• Available data:
§ §

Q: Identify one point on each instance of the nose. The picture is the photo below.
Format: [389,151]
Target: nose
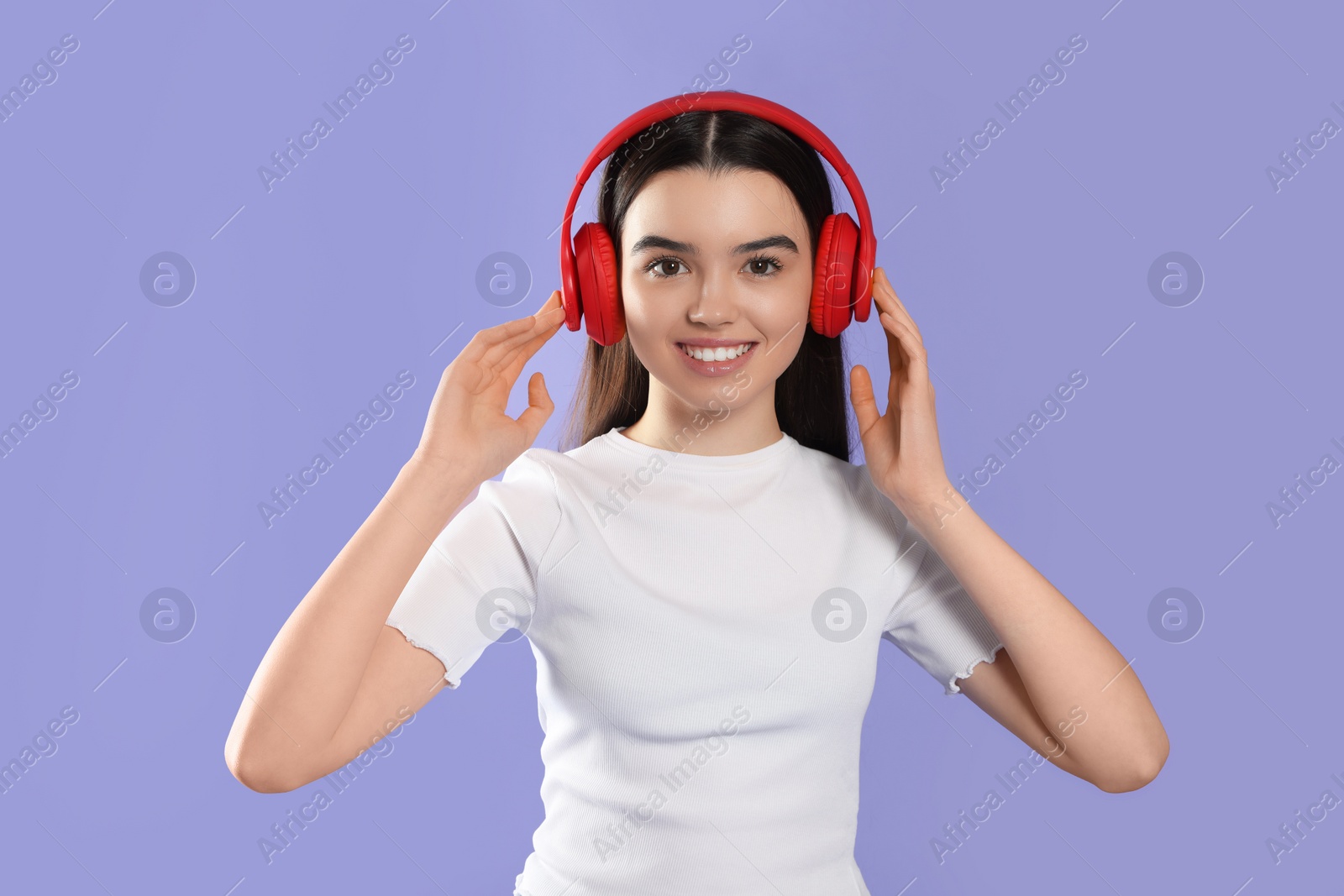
[716,304]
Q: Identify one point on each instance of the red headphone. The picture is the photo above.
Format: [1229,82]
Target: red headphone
[591,284]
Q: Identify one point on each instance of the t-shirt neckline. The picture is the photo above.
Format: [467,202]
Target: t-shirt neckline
[774,452]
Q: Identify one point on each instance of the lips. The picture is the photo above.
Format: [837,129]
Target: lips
[716,367]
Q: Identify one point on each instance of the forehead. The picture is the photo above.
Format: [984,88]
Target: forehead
[723,208]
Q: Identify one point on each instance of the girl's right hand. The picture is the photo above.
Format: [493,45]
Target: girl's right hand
[468,432]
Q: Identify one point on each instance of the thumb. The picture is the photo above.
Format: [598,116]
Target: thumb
[860,394]
[539,407]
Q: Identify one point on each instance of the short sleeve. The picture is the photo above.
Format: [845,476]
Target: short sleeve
[934,621]
[479,578]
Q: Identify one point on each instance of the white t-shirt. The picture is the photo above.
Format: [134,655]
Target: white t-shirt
[706,636]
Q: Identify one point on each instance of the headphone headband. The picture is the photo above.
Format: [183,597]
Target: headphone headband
[712,101]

§ §

• Aim: Reproduce all of the material above, replacing every occurrence of "Identify" with "Mark" and leaving everything else unchanged. Omit the pictures from your answer.

• Final result:
Q: Mark one point on each instance of the nose. The picture is the photo below.
Format: [389,151]
Target: nose
[716,304]
Q: Mark one point on each instance of the red headphone. The picture is the photo above.
Format: [1229,82]
Target: red headphone
[591,284]
Q: Mark one point on each instance of the t-shirt neckline. The picture is the photo above.
Format: [467,202]
Target: t-shirt neckline
[774,452]
Q: Mark one point on each instance of the lips. The picture is the photo above.
Format: [837,129]
Target: lips
[716,367]
Q: Mark one point on each instance of the forehead. The picture is the photo above.
Format: [984,88]
Target: forehead
[723,208]
Q: Mark one point on each instance of the girl's right hand. The picture is the photo above.
Format: [493,45]
Target: girl's right hand
[468,432]
Q: Mark one point on each instance of the thumb. The picture is the photo above.
Format: [598,116]
Target: thumb
[860,394]
[539,407]
Q: Mark one point on each instance of the short sleeve. The picture is the photo above.
Format: [845,476]
Target: short sleeve
[934,621]
[479,578]
Q: Mark one point on each instance of the white t-shirt. The picture is the photo above.
Format: [134,655]
Target: white t-shirt
[706,636]
Q: Mark one point on each instance of the headphone headband. The picture is the photo above.
Format: [183,597]
Target: headphone headband
[712,101]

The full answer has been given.